▶ **Problem description**
Return the passage of the cannabis fields article from "Tyre tracks show" up to and including "at the roadside.", copied word for word.

▶ **Excerpt**
○ ○ ○ ○ ○ ○ ○
Word has got round faster than a spliff in a
student bedroom; fields of government-licenced
cannabis plants stretch for miles just waiting
for someone to come and lift them.

Rumour has it that these plants are being reared
for medical tests, and the lack of fencing is an
invitation to thieves.

Steve, 27, from Upminster, walked out of the
fields yesterday lunchtime with a handful of
cannabis flowers.

The tattoo on his forearm signalled his intent:
"Let's get stoned."

"I've come by here before and seen lots of
people just jumping in," Steve offered in his
defence.

"The government should have it fenced off if
they don't want people picking it."

Tyre tracks show that others had been even
less circumspect and simply driven their vans
on to the farmland to pick the crop.

Two Essex police officers rolled past in a
panda car, stopping to talk to Steve and his
friends as they stood at the roadside.

They shrugged and smiled when an officer
suggested to them the fields might be someone
else's property and strolled back in when the
patrol car left.

The Conservative MP for Upminster, Angela
Watkinson, a member of the Commons home affairs
select committee, expressed concern about the
cultivation of the plants close to a main road.

"When licenses for the cultivation of this type
of plant are granted then it should be on
condition that the premises being used are
secure and that access by the public, and in
particular, to those wishing to sell this type
of drug to others, is not possible," she told
the local paper.

"One of the first areas that my committee will
be considering when the House of Commons
resumes is the likely effect of decriminalising
cannabis.

"This seems a classic example of what can
happen."

However, in this case, the joke could be on
Steve and his fellow enthusiasts.
○ ○ ○ ○ ○ ○ ○
Data entries:
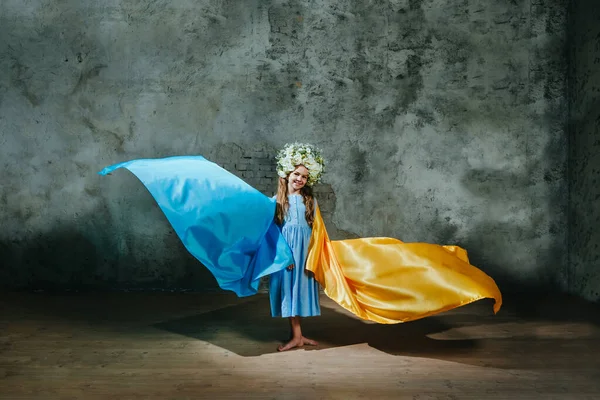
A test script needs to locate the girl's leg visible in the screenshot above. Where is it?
[277,317,318,351]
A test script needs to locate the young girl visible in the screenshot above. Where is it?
[269,143,323,351]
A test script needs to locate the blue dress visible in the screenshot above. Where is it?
[269,195,321,317]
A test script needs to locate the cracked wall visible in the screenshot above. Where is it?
[568,0,600,301]
[0,0,566,290]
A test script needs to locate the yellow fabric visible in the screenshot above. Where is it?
[306,207,502,324]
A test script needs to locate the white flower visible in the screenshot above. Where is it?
[277,143,324,186]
○ ○ ○ ○ ○ ○ ○
▶ **Worked solution**
Tyre tracks show that others had been even
less circumspect and simply driven their vans
on to the farmland to pick the crop.

Two Essex police officers rolled past in a
panda car, stopping to talk to Steve and his
friends as they stood at the roadside.